*** Opening of STUDY TEXT ***
There’s not a lot America can agree on at the moment, but the U.S. is clearly over the war on drugs. Last week, Oregon decriminalized the possession of all drugs, deep-red Mississippi approved medical marijuana, and South Dakota — which in previous years couldn’t even get medical pot on the ballot — fully legalized, along with Arizona (though let’s be honest, no one is particularly surprised about that.)
The most influential legalization measure, however, was probably New Jersey, which passed its Question 1 proposed constitutional amendment with more than two-thirds of the vote. It wasn’t particularly shocking, as polling indicated 65 percent of voters supported it. But a lot of questions about how the industry will be built and who will profit from it.
New Jersey had been waiting for a while, but had been slowly building an infrastructure, aggressively researching the best methods for legalization since Phil Murphy beat Chris Christie in 2017. Jackie Cornell, who is now the chief of policy and health innovations for cannabis company 1906, was the state’s deputy health commissioner when Murphy took office in 2018, and remembers him being energized to improve access immediately.
*** Close of STUDY TEXT ***
*** Opening of DATA FOR ANALYSIS ***
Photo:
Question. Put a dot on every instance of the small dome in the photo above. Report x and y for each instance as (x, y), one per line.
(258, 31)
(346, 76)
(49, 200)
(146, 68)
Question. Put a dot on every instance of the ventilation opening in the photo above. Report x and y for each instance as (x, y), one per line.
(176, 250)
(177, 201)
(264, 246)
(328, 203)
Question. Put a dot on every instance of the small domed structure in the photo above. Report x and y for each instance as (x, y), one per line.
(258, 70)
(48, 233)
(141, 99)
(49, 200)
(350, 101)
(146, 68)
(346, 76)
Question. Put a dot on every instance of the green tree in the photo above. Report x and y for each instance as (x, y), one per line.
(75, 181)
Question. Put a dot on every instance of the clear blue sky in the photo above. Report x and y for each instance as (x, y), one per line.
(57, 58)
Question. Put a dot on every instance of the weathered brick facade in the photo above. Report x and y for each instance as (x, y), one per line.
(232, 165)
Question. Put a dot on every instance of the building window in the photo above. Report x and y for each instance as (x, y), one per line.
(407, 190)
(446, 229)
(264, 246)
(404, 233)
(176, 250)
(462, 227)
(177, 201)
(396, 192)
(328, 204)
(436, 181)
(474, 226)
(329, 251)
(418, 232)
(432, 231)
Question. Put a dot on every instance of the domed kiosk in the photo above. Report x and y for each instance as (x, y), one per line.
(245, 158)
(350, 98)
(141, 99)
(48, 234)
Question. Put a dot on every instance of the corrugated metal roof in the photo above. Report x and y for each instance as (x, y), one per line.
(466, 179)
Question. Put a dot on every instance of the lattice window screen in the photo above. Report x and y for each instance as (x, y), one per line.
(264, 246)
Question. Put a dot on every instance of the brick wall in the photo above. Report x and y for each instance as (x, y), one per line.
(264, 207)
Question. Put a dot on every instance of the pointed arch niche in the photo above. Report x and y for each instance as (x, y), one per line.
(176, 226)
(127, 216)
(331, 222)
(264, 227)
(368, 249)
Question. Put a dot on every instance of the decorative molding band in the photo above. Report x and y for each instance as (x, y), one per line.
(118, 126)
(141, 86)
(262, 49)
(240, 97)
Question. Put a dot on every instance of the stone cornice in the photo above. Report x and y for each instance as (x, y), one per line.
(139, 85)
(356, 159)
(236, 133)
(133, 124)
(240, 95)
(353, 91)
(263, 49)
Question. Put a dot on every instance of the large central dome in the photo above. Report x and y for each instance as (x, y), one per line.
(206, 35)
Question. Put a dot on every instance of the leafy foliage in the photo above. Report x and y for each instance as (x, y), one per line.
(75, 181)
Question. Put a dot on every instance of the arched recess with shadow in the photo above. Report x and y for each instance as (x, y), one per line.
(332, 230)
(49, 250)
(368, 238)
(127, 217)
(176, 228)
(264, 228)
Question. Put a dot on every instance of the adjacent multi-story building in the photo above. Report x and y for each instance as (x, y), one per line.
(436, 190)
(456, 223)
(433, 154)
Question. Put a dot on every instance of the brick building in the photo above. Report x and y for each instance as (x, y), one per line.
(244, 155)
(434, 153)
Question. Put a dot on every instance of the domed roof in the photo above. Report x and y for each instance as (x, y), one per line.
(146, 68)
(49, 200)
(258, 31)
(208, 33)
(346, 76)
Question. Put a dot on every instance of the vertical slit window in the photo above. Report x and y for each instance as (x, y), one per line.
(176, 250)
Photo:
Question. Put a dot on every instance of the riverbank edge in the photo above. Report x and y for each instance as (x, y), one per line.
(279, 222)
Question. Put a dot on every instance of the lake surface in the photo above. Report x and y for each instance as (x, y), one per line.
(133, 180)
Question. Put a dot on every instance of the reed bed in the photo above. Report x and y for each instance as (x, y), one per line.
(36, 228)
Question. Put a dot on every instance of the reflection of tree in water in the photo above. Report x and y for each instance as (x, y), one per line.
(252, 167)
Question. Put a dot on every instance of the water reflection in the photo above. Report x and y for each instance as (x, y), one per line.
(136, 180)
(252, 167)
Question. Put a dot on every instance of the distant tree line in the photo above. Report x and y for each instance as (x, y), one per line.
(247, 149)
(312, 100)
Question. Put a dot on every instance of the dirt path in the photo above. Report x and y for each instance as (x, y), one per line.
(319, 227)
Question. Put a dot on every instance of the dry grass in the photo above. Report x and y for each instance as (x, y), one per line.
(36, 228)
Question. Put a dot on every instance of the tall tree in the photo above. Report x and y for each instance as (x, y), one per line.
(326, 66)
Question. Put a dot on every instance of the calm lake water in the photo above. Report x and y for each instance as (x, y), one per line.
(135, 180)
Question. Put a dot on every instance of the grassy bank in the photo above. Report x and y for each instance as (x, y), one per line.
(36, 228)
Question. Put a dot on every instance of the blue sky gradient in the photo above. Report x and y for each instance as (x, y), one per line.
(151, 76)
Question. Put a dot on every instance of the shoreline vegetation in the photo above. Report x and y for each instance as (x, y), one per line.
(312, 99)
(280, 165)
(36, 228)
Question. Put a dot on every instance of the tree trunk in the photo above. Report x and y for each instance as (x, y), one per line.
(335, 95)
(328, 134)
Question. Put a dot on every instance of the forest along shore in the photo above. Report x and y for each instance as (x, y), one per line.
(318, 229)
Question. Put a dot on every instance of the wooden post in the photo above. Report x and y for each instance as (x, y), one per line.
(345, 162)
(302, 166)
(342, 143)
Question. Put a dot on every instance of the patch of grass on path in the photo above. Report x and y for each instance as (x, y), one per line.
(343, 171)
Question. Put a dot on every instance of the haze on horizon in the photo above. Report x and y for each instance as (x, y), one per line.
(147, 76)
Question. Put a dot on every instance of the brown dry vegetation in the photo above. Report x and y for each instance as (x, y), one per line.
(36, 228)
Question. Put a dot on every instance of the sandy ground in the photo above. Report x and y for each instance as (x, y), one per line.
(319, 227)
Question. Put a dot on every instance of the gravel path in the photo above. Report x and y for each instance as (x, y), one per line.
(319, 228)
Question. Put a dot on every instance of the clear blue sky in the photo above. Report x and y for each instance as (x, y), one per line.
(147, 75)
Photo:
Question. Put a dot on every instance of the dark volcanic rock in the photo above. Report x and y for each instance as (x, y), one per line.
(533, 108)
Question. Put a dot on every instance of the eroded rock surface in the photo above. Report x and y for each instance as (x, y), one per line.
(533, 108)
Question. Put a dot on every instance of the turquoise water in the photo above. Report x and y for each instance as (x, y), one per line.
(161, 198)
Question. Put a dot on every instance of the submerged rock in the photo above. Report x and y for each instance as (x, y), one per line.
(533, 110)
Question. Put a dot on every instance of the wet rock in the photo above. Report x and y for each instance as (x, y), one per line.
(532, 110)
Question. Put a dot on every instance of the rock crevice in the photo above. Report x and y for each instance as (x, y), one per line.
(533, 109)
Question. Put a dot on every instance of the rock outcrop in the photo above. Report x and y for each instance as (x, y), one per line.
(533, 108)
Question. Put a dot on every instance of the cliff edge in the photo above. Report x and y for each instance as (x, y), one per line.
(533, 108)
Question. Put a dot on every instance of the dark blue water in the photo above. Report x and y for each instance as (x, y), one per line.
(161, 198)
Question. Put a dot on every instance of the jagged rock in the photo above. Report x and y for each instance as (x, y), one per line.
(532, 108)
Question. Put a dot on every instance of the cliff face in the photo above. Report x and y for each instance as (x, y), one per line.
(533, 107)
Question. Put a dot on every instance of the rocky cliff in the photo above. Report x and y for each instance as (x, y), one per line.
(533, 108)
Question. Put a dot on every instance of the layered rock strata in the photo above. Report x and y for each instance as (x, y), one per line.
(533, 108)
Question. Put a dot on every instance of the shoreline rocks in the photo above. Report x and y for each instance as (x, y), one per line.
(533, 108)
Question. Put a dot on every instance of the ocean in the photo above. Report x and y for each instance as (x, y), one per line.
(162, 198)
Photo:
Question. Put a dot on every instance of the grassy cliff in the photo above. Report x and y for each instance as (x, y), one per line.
*** Close of DATA FOR ANALYSIS ***
__TASKS TO PERFORM__.
(A) According to the legalization article, what share of the vote did New Jersey's Question 1 receive?
(B) Update the passage of the legalization article starting at "There’s not a" and ending at "surprised about that.)", replacing "Arizona" with "Montana".
(C) Continue the legalization article from its last sentence.

__ANSWERS TO THE TASKS__.
(A) More than two-thirds of the vote.

(B)
There’s not a lot America can agree on at the moment, but the U.S. is clearly over the war on drugs. Last week, Oregon decriminalized the possession of all drugs, deep-red Mississippi approved medical marijuana, and South Dakota — which in previous years couldn’t even get medical pot on the ballot — fully legalized, along with Montana (though let’s be honest, no one is particularly surprised about that.)

(C)
“One of the things Governor Murphy did, like the third day on the job, was call for a complete overhaul of the medical marijuana program,” says Cornell. The Senate and General Assembly were able to come together for a reinvigoration of the medical program, which passed in 2019 and has since increased access to more than 95,000 patients in the state. That’s not to say the rollout has been going great. Right now, there are only 12 licenses for cannabis businesses so far, and while an additional 24 available licenses currently being held up in court. Given the rising demand, prices have surged, while supply has dwindled. “The existing operators can hardly meet the demand of patient populations,” she says.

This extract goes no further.